* _Required task_: Copy the part of the entries that opens with the line containing "Locate the silver" and closes with the line containing "[(202, 167)]", swapping "side skirt" for "door sill" and leaving everything else unchanged.

* start Data provided *

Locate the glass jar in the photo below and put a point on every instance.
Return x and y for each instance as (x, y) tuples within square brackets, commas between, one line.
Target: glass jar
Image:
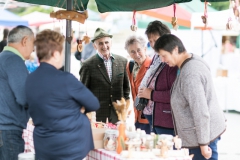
[(110, 139)]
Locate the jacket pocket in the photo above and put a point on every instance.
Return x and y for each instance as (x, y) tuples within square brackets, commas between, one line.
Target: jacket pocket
[(120, 75), (1, 141), (167, 111)]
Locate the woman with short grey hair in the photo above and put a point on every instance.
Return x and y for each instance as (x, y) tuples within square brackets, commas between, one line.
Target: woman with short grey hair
[(136, 48)]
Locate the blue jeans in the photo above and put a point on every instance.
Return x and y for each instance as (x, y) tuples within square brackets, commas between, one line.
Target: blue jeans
[(159, 130), (11, 144), (198, 155)]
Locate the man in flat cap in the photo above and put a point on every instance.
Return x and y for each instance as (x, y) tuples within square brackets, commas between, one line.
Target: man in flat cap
[(105, 75)]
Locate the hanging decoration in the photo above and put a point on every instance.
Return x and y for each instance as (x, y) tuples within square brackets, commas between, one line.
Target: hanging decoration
[(134, 26), (70, 14), (229, 25), (235, 9), (205, 16), (174, 18)]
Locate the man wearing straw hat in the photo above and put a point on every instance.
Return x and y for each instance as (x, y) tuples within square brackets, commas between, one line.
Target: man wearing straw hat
[(105, 75)]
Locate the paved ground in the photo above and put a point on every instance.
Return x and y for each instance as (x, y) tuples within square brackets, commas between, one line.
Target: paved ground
[(229, 145)]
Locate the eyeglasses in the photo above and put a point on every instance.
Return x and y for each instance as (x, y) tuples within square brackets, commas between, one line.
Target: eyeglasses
[(134, 52)]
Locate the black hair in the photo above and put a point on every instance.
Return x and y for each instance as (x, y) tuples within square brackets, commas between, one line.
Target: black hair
[(157, 27), (169, 42), (5, 33)]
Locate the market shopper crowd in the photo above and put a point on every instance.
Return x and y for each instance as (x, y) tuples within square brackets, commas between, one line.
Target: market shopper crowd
[(177, 84)]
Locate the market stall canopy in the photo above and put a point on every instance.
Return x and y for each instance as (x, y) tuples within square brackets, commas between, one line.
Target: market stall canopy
[(191, 6), (42, 18), (166, 14), (216, 20), (117, 5), (9, 19)]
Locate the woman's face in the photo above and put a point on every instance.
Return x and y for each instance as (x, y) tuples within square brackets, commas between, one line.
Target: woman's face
[(167, 57), (137, 52), (152, 38)]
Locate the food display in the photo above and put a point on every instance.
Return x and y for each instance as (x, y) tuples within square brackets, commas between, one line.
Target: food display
[(130, 142)]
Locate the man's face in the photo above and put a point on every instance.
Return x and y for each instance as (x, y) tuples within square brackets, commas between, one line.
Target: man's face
[(103, 45), (137, 52), (152, 38)]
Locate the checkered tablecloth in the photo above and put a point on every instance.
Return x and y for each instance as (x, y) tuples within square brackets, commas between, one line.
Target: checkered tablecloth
[(97, 154), (102, 154)]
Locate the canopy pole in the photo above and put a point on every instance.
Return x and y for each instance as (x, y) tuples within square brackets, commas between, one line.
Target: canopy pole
[(69, 6)]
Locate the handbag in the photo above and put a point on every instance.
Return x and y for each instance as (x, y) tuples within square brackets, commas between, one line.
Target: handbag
[(141, 103)]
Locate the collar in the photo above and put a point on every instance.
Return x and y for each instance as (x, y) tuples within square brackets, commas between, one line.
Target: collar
[(11, 49), (101, 56)]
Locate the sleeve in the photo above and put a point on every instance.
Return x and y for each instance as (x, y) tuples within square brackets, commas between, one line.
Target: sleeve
[(126, 85), (82, 94), (17, 75), (194, 92), (164, 96), (85, 76)]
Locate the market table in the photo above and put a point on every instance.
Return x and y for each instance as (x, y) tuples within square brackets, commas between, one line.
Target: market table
[(102, 154), (97, 154)]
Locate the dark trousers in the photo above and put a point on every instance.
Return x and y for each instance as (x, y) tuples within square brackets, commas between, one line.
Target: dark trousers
[(11, 144), (198, 155)]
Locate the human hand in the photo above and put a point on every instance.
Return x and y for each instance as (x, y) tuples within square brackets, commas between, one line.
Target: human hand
[(145, 93), (206, 151)]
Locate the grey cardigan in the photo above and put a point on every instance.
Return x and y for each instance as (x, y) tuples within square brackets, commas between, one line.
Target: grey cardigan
[(198, 119)]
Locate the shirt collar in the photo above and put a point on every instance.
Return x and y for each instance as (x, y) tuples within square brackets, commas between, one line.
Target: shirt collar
[(101, 56), (11, 49)]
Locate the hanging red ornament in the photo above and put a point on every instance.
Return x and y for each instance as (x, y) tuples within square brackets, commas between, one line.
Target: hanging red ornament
[(133, 26), (174, 18)]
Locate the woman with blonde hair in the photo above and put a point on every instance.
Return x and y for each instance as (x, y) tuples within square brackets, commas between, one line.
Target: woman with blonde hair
[(55, 99)]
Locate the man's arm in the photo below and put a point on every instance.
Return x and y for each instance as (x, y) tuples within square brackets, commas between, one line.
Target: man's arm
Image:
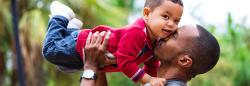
[(95, 56)]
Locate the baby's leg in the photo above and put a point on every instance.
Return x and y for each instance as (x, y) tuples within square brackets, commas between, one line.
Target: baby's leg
[(60, 43)]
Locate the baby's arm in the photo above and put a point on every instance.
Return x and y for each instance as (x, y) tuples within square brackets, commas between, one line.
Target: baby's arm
[(153, 81)]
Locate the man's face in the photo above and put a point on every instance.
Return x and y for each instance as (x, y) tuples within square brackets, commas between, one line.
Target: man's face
[(175, 45), (164, 19)]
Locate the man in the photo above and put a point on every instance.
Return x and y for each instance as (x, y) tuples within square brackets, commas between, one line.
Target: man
[(192, 50)]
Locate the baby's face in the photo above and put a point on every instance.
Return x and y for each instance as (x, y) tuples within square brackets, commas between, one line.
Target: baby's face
[(163, 20)]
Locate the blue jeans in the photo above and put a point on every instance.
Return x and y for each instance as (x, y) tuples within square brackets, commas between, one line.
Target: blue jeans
[(59, 46)]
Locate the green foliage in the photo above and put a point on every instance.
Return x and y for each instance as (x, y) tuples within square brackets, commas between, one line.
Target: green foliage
[(231, 70)]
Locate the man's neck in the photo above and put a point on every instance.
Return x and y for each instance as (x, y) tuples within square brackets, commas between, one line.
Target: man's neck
[(169, 72)]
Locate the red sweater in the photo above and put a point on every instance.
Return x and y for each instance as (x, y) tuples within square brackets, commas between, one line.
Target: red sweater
[(130, 45)]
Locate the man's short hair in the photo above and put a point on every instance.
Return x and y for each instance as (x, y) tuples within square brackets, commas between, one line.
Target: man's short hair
[(154, 3), (205, 52)]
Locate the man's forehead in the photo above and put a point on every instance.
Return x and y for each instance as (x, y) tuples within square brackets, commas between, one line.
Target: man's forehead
[(189, 30)]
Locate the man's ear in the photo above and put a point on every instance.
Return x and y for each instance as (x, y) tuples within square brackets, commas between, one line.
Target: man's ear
[(146, 12), (185, 61)]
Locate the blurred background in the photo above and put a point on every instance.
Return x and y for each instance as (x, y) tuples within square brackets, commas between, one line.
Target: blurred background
[(227, 20)]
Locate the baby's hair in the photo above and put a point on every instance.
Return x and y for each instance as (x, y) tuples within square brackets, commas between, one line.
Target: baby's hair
[(154, 3)]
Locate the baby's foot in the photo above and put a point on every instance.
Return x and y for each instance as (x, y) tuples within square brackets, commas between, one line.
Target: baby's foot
[(57, 8)]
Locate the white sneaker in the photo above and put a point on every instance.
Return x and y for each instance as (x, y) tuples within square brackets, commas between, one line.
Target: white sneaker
[(75, 23), (57, 8)]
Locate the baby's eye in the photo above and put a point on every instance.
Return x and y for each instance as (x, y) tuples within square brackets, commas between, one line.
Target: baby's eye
[(176, 21), (165, 16)]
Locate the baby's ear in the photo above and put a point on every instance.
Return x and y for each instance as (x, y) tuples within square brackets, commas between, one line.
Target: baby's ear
[(185, 61), (146, 12)]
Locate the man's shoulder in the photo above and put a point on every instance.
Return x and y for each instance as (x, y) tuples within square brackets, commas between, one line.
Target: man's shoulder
[(176, 83)]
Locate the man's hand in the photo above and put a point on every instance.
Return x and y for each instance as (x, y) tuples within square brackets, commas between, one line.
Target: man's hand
[(95, 51)]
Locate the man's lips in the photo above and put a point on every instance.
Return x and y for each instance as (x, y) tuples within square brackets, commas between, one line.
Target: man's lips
[(166, 32)]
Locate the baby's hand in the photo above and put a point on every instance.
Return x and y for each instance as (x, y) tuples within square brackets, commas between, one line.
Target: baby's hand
[(154, 81), (57, 8)]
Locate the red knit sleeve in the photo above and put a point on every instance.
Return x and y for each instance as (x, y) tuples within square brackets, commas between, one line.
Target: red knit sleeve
[(150, 66), (129, 46)]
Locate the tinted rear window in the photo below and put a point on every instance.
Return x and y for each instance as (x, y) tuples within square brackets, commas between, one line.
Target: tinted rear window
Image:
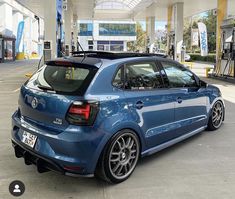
[(63, 79)]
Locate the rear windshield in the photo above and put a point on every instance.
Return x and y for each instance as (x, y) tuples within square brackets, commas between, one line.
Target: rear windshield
[(63, 79)]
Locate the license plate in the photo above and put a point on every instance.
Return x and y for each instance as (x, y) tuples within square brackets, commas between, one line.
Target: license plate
[(29, 139)]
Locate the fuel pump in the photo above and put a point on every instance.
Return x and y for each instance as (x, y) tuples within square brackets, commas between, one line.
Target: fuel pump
[(171, 45), (47, 50), (228, 49)]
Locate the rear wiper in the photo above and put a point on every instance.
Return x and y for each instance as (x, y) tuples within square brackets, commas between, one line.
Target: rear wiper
[(46, 88)]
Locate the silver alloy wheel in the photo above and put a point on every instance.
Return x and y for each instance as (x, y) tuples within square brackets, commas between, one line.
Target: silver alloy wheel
[(123, 155), (217, 114)]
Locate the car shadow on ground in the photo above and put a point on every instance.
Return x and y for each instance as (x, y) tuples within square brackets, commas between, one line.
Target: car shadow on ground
[(50, 181)]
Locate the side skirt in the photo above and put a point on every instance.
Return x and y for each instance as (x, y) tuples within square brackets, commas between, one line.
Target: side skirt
[(171, 142)]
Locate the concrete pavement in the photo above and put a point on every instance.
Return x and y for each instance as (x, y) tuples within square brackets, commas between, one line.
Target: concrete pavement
[(202, 167)]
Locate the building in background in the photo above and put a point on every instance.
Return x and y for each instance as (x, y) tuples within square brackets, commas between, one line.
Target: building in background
[(106, 35)]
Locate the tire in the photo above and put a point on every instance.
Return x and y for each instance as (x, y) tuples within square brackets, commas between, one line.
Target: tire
[(216, 117), (119, 158)]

* end Data provided *

* _Full response_:
Locate the silver alloy wheel in the photo above and put a point on every instance.
Return x and y for each instance as (x, y) tuples within square brackets, commas between, one line.
Target: silver alloy wheel
[(123, 155), (217, 114)]
Locate the car shadow on ground in the photo above and put a point on every instance.
Return x and y for each instance as (x, y) tuples within square brackets, commas between, one line.
Target: car shadow on ground
[(50, 181)]
Locate the door sill in the photo above and put a point on every instance.
Return x and y for each instance as (x, y) tuples within square brackets, commas between, one line.
Target: door sill
[(171, 142)]
Locate the concrete pavement in the photo above and put a point on every instance.
Return x and y for each instance as (x, y) tuples within square brackets, commas between, one line.
Target: concrete pavement
[(202, 167)]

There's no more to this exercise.